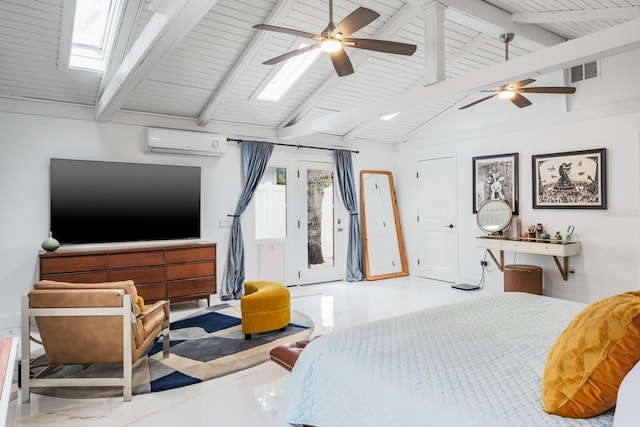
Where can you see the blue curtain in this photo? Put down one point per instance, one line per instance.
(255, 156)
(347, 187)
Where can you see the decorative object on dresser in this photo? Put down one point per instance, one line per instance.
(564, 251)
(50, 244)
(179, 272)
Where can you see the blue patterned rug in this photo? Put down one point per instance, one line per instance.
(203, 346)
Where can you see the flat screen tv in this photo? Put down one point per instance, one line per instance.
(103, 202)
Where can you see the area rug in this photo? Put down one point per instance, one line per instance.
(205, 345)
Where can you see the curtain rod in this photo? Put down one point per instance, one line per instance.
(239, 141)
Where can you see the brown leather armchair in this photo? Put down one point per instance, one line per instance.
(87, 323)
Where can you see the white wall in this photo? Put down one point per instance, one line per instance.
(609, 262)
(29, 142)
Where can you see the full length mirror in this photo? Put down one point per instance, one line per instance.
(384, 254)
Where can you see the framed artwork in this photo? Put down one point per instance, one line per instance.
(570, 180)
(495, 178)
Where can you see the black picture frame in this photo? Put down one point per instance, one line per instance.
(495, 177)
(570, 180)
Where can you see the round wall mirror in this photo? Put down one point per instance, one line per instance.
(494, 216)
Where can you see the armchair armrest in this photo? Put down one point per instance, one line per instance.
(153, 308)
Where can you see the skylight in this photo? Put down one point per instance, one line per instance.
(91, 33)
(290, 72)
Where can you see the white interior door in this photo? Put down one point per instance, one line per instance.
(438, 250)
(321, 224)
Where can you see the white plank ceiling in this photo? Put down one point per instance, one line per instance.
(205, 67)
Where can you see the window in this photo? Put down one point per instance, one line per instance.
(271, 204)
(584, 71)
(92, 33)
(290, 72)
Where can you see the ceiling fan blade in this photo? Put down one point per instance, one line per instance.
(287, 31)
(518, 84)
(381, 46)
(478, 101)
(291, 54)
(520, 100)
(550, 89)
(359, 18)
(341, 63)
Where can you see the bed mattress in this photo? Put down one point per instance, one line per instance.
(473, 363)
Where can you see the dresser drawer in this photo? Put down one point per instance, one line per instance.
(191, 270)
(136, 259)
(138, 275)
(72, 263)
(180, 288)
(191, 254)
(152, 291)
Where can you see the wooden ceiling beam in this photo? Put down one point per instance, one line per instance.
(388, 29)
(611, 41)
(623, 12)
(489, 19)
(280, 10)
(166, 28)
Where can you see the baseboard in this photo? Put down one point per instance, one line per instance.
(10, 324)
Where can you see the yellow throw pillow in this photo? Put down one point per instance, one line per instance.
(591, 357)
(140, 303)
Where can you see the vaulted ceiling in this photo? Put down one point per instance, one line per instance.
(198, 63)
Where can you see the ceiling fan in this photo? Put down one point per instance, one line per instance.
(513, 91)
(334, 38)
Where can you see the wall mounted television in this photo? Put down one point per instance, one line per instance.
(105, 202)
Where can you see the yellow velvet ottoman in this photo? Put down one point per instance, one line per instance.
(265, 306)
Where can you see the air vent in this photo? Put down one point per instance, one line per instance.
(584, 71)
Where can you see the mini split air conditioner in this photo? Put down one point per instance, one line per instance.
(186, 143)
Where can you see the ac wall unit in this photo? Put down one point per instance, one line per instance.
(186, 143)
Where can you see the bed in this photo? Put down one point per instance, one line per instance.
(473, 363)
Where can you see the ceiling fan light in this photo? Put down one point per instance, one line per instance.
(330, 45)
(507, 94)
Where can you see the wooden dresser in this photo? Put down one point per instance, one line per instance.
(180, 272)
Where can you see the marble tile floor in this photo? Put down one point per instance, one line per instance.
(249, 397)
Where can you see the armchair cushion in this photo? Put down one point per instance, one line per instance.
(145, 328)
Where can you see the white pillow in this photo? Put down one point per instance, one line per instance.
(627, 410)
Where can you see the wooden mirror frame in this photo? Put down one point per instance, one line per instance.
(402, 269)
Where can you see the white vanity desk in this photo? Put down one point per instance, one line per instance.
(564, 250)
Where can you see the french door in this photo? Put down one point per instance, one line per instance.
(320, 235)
==
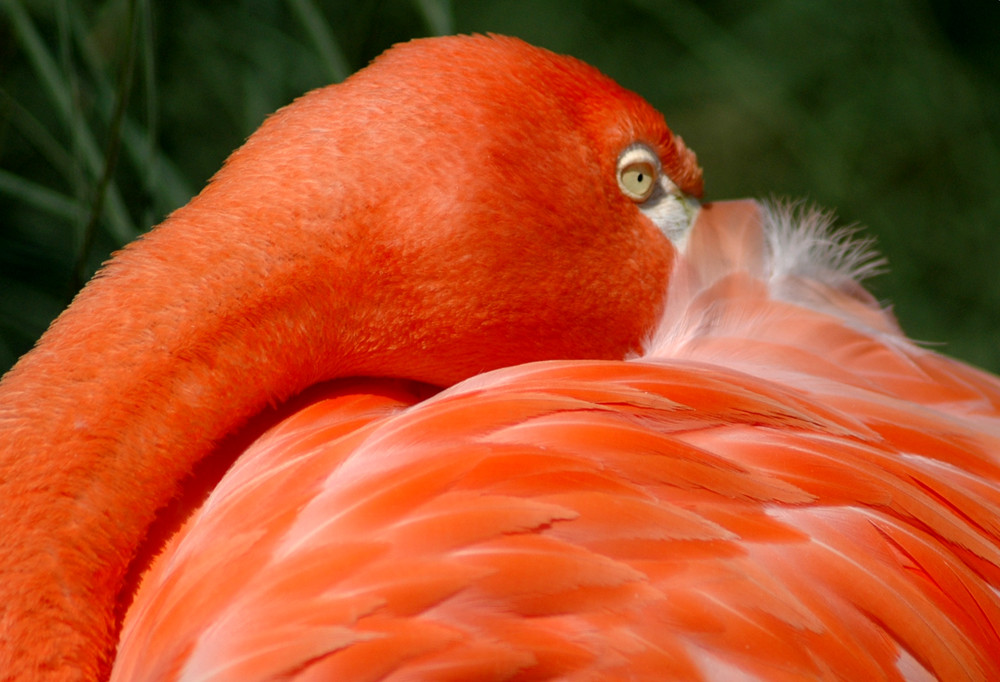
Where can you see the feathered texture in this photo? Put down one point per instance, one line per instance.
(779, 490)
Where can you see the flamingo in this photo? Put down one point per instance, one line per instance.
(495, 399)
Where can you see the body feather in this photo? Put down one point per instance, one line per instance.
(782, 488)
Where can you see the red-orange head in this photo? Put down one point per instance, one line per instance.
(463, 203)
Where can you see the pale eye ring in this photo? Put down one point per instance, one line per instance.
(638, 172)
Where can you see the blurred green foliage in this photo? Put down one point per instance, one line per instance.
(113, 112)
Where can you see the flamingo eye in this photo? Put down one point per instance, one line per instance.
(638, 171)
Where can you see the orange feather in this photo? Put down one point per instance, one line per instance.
* * *
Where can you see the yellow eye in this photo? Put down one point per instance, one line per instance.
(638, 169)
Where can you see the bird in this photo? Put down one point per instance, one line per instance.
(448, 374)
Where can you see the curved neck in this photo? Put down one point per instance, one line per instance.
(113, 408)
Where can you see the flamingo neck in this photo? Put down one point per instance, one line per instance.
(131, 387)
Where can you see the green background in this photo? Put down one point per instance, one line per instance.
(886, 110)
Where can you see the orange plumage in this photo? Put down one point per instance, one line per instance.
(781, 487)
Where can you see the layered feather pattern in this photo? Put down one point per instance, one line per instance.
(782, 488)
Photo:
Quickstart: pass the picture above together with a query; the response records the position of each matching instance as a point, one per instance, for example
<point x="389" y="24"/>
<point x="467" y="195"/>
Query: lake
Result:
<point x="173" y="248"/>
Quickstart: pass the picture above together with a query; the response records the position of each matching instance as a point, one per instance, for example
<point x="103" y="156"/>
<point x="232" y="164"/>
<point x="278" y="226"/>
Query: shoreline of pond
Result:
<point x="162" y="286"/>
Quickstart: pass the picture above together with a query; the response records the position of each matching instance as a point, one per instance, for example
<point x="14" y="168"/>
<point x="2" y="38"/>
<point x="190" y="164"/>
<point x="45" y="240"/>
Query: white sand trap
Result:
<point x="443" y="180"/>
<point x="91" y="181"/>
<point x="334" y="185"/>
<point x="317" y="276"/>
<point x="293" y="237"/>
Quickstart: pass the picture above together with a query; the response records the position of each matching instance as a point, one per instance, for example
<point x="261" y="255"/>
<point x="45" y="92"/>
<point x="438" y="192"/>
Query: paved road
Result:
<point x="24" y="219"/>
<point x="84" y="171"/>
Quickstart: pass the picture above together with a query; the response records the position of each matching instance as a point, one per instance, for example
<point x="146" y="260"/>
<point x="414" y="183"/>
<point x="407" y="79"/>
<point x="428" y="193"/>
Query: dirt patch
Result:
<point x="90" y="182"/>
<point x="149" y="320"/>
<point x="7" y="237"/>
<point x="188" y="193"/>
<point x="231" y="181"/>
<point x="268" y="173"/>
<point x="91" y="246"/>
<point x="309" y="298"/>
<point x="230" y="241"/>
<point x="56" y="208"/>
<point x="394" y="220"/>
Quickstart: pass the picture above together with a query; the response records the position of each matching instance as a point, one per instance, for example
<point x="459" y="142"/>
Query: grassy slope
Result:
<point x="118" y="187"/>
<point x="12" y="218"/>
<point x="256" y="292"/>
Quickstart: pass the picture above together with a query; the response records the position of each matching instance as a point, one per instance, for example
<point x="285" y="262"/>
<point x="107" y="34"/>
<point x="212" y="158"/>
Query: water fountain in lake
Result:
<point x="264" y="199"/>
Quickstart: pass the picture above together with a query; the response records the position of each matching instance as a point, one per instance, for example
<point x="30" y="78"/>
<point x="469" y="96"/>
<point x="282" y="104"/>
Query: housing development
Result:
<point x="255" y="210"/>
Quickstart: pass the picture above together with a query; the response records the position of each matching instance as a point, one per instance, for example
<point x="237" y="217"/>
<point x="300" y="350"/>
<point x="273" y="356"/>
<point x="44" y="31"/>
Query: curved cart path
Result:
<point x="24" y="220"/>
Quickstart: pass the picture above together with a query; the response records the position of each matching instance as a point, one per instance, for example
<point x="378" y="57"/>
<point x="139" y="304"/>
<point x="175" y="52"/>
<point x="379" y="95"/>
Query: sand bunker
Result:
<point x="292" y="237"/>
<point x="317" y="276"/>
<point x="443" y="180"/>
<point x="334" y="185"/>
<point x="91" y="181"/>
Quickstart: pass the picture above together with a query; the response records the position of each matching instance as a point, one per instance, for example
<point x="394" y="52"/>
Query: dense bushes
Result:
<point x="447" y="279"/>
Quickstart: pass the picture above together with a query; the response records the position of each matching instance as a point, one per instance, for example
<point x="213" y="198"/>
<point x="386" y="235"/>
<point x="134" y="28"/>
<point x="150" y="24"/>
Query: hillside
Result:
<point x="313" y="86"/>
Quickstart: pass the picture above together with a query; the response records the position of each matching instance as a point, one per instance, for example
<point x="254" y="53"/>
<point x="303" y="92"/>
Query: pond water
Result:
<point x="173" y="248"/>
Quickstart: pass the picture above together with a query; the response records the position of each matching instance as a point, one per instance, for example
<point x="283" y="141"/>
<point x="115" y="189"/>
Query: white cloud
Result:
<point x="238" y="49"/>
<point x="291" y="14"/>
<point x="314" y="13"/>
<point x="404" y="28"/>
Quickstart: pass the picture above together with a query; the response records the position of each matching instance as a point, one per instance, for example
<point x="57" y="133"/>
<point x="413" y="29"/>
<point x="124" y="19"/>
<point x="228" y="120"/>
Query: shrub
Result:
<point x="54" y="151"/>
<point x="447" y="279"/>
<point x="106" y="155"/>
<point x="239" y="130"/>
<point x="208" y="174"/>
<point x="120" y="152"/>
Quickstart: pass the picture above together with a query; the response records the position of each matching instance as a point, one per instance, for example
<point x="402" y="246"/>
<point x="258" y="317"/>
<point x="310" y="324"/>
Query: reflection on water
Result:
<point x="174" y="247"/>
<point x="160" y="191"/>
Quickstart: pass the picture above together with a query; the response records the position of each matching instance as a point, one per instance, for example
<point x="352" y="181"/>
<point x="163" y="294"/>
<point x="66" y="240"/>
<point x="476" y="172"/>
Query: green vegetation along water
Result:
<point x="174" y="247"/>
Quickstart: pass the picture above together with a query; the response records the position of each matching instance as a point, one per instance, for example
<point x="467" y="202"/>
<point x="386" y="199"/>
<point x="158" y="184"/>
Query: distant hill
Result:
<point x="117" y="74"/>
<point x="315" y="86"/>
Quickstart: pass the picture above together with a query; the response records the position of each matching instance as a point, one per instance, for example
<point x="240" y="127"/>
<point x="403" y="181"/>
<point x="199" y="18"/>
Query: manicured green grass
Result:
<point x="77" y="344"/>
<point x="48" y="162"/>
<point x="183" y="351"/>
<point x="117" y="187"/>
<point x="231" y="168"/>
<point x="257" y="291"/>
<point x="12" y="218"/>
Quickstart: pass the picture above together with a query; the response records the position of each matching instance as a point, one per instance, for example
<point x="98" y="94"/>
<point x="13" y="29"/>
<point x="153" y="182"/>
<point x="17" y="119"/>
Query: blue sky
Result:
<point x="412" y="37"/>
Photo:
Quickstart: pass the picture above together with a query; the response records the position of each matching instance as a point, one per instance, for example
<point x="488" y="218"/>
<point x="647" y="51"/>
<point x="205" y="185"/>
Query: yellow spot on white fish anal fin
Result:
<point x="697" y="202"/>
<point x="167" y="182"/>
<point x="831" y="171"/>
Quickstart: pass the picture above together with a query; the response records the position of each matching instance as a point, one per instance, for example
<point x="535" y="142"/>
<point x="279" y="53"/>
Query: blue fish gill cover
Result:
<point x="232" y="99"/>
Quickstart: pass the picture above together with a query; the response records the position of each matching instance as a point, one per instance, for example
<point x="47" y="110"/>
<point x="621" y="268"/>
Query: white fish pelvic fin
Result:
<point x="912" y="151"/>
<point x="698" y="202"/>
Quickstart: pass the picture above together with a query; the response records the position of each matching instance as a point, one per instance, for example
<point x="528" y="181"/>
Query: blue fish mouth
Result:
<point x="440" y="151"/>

> _Action item_: From the listing above, copy out each line where the word "pond" appears.

> _Response_:
Query: shoreline of pond
Query: pond water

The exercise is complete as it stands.